(Records from a data source)
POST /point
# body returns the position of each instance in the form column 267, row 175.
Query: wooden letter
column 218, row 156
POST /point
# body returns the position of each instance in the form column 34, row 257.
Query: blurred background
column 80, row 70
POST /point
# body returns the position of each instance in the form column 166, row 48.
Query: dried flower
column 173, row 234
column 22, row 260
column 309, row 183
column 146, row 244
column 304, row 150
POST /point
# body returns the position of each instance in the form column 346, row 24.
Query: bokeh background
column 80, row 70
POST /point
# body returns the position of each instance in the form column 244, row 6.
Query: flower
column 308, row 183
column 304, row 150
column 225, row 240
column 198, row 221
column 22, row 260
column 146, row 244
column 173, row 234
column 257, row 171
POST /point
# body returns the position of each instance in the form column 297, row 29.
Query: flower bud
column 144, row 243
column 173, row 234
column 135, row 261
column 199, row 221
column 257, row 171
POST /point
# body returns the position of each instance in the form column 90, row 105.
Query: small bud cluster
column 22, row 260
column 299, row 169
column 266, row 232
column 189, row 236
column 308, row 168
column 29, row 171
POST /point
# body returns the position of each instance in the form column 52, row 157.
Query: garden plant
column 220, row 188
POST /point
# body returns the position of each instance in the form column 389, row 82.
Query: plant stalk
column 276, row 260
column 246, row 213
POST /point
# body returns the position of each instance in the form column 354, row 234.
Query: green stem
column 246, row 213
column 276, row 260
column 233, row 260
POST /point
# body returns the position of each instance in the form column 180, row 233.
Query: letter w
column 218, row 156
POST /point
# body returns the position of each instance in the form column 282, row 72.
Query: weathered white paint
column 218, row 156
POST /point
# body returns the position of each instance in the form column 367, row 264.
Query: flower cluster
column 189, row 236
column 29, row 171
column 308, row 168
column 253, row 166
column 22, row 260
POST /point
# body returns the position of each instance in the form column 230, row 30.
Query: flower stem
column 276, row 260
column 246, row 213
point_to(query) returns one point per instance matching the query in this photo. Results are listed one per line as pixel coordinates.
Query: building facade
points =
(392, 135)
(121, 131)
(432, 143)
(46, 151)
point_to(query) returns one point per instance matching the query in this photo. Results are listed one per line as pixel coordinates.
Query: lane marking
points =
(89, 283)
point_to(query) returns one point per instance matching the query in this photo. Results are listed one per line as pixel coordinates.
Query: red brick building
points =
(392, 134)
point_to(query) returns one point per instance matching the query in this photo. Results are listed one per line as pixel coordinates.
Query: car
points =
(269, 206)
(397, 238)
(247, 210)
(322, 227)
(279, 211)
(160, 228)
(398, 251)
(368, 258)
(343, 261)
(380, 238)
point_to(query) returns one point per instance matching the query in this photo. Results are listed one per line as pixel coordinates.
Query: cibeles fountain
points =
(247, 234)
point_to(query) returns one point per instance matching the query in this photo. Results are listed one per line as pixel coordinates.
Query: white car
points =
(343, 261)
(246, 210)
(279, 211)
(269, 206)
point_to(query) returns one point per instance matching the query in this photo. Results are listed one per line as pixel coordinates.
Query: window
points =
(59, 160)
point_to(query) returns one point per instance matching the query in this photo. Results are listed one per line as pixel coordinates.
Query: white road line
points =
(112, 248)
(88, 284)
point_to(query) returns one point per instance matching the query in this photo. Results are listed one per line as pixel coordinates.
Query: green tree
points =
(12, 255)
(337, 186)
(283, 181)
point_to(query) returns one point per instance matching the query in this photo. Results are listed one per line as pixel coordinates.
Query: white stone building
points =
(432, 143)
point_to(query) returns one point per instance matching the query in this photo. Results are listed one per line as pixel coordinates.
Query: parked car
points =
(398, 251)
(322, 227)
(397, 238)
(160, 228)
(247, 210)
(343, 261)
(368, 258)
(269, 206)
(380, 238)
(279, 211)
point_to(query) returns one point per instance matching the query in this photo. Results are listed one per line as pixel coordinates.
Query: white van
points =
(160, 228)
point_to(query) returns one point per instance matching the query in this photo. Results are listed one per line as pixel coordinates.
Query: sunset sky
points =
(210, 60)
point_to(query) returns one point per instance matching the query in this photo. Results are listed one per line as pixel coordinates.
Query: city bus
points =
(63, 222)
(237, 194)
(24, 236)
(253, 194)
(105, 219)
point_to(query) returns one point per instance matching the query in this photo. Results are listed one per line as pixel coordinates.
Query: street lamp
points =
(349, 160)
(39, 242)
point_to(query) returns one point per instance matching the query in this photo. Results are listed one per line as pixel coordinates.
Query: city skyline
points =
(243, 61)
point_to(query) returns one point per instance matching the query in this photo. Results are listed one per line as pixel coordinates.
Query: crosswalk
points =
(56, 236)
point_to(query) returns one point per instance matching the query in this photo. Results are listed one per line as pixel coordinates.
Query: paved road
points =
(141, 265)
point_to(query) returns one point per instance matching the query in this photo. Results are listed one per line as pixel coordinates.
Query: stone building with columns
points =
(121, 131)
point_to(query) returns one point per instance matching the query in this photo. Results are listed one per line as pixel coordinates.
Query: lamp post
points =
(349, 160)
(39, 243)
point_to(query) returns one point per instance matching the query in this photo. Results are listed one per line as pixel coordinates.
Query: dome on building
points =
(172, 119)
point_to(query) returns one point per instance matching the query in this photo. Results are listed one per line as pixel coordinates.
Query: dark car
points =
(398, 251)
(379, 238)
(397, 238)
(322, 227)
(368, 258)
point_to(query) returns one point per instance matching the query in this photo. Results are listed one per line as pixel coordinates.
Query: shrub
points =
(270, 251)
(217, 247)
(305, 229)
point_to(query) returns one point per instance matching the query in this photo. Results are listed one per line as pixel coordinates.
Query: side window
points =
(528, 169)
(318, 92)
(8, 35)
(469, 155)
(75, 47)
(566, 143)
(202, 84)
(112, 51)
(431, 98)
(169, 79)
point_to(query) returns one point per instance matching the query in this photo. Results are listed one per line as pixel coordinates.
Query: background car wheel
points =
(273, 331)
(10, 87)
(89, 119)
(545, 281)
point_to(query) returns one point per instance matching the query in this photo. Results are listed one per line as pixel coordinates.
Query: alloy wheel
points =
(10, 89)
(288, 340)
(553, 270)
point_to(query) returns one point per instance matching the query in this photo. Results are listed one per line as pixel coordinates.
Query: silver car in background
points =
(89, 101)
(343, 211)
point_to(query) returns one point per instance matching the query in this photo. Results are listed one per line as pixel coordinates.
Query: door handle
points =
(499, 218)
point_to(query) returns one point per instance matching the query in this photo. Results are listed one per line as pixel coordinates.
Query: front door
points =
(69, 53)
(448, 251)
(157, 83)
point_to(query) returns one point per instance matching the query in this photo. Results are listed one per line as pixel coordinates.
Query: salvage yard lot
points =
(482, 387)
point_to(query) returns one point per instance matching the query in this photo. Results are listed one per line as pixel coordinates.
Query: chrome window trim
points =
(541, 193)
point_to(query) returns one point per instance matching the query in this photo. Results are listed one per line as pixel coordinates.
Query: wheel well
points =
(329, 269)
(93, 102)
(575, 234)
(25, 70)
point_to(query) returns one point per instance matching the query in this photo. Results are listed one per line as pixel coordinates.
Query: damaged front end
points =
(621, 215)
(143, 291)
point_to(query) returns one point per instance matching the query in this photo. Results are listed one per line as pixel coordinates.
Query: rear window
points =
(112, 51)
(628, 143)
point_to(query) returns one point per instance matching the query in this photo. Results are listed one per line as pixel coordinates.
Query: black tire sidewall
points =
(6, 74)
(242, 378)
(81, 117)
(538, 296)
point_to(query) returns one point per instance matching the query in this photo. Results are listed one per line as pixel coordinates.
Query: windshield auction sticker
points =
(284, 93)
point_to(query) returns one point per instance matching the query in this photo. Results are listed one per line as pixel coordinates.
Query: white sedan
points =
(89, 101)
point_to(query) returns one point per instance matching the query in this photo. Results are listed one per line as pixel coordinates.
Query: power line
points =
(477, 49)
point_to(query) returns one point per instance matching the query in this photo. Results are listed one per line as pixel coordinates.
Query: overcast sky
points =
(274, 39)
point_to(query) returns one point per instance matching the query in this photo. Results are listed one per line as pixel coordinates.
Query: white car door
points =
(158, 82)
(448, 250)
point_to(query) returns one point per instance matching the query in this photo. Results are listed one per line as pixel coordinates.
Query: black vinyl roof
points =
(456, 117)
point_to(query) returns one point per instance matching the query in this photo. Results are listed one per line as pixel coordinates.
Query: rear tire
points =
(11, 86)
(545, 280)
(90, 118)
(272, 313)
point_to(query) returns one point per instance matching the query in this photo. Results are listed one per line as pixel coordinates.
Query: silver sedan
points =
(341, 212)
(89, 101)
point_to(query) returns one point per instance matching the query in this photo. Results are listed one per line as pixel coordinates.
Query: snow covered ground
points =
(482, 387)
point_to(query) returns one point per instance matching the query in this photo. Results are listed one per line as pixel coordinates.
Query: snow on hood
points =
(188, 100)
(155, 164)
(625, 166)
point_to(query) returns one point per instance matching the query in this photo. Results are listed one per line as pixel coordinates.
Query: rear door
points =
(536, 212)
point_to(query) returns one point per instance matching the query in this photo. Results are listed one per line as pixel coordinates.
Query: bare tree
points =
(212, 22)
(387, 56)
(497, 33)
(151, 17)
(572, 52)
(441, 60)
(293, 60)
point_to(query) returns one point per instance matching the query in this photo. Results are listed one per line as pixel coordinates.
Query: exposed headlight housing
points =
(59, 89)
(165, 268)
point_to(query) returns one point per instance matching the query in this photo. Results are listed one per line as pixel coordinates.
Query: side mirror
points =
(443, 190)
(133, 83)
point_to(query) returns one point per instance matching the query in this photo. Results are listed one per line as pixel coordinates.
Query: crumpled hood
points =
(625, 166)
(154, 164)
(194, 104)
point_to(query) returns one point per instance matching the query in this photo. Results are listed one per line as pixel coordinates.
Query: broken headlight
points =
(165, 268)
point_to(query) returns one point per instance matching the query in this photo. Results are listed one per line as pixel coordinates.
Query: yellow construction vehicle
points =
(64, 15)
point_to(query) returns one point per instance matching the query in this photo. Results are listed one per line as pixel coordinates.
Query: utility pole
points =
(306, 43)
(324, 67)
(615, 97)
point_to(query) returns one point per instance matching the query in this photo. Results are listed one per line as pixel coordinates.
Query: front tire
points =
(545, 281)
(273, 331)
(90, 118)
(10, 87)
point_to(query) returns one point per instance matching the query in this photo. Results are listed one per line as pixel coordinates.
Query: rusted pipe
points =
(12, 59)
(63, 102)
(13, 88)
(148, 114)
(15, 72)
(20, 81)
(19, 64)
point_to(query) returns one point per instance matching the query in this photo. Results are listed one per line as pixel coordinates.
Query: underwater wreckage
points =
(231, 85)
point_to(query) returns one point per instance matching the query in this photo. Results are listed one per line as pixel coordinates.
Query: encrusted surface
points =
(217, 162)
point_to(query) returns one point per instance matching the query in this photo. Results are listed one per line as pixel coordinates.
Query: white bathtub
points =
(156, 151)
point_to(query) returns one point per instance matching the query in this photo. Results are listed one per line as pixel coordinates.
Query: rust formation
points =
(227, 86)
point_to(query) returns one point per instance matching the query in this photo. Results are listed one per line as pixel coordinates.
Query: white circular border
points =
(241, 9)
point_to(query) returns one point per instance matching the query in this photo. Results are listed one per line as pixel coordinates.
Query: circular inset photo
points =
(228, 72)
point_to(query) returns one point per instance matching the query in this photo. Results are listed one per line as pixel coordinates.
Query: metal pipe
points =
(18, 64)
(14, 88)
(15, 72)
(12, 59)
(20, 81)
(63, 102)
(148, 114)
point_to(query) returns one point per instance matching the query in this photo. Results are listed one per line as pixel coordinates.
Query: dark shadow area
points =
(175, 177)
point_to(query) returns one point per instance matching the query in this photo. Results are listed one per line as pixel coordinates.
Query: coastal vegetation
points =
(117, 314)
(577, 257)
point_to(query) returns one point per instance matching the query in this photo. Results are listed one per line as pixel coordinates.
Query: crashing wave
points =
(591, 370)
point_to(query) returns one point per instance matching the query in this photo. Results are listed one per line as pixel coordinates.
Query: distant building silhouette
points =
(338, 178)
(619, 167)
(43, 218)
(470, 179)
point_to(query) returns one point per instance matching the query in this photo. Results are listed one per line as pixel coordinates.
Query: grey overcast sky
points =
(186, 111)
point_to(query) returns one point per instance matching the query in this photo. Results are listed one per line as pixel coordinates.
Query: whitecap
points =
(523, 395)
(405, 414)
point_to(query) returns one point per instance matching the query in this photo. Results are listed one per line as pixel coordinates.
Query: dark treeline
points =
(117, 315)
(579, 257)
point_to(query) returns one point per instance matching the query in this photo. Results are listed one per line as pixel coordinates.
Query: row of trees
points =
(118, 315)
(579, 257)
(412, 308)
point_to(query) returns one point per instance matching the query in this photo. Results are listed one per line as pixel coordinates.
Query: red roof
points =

* [Aim of the exercise]
Find and copy each line of the data where "headlight" is present.

* [Task output]
Query: exposed headlight housing
Query: broken headlight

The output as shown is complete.